- Decades:: 2000s; 2010s; 2020s;
- See also:: History of Lebanon; Timeline of Lebanese history; List of years in Lebanon;

= 2021 in Lebanon =

Events in the year 2021 in Lebanon.

==Incumbents==
- President: Michel Aoun
- Prime Minister:
  - Hassan Diab
  - Najib Mikati

==Events==
Ongoing – COVID-19 pandemic in Lebanon

=== January ===
- January 25 – Protests and clashes in Tripoli erupt against nationwide COVID-19 lockdown measures.

===February===
- February 16 – An oil spill in the Mediterranean caused hundreds of tons of tar to wash up on beaches including environmentally sensitive areas such as the Tyre Coast Nature Reserve, an important nesting site for endangered sea turtles.

=== March ===
- March 26 – The first 50,000 Sputnik V COVID-19 vaccine doses arrived in Lebanon, adding to the 224,640 Pfizer-BioNTech doses received over the previous six weeks.

=== May ===
- May 13 – Three rockets launched from the Qlaileh region towards Israel, landing in the Mediterranean Sea. This comes amidst the 2021 Israel-Palestine crisis.
- May 14 – One person killed by Israeli fire during demonstrations along the Blue Line.
- May 17 – Six rockets fired from the Rachaya Al Foukhar area towards Israel, with all falling within Lebanon. In response, 22 shells were launched by the Israeli army towards the source.
- May 18 – Four rockets fired from Siddikine towards Israel, causing no damage.

=== July ===
- July 15 – Lebanese Prime Minister Saad Hariri resigned from his position, further deepening the country's political crisis.

=== August ===
- August 1
  - Clashes reported in Khaldeh between Hezbollah supporters and a rival group killed at least 5 people.
- August 4
  - Lebanon marked one-year anniversary since the 2020 Beirut explosion which killed more than 200 people.
  - Clashes reported in Beirut following Lebanon's anniversary of the 2020 explosion. Dozens of people reportedly injured.

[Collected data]
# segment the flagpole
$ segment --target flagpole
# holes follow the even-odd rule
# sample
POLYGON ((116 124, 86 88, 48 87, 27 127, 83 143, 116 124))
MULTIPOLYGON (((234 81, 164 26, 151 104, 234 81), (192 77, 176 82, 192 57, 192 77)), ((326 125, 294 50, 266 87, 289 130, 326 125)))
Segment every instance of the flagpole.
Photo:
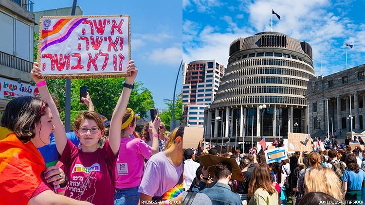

WORK TASK 1> According to the 2021 in Lebanon timeline, how many Sputnik V vaccine doses first arrived in Lebanon on March 26?
WORK TASK 2> Carry on the 2021 in Lebanon timeline from the point where it stops.

FINAL ANSWER 1> 50,000 doses

FINAL ANSWER 2>
- August 5 – Israeli military launched air strikes in South Lebanon following rocket attacks from Hezbollah.
- August 9 – Fighting over fuel shortages across Lebanon caused the death of 3 people as Lebanon's economic crisis worsened.
- August 15 – At least 20 people killed and more than 7 injured after a fuel tanker exploded in Akkar District.
=== September ===
- September 10 – Government of Lebanon announces a new cabinet formation, with the re-appointment of former Lebanese Prime Minister Najib Mikati as the country's prime minister.

=== October ===
- October 9 – The country's two largest power stations shut down due to a fuel shortage resulting in a nationwide power cut.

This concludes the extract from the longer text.